*Task requirements*: Rewrite the lines of each item, replacing "component" with "module" and leaving everything else unchanged.

(Location labeling records)
--- Start ---
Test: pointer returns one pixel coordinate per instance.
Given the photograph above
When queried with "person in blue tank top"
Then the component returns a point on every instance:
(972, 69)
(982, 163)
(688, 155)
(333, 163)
--- End ---
*Expected answer*:
Test: pointer returns one pixel coordinate per instance.
Given the photograph above
When queried with "person in blue tank top"
Then the module returns a point on every instance:
(972, 69)
(982, 163)
(688, 155)
(333, 163)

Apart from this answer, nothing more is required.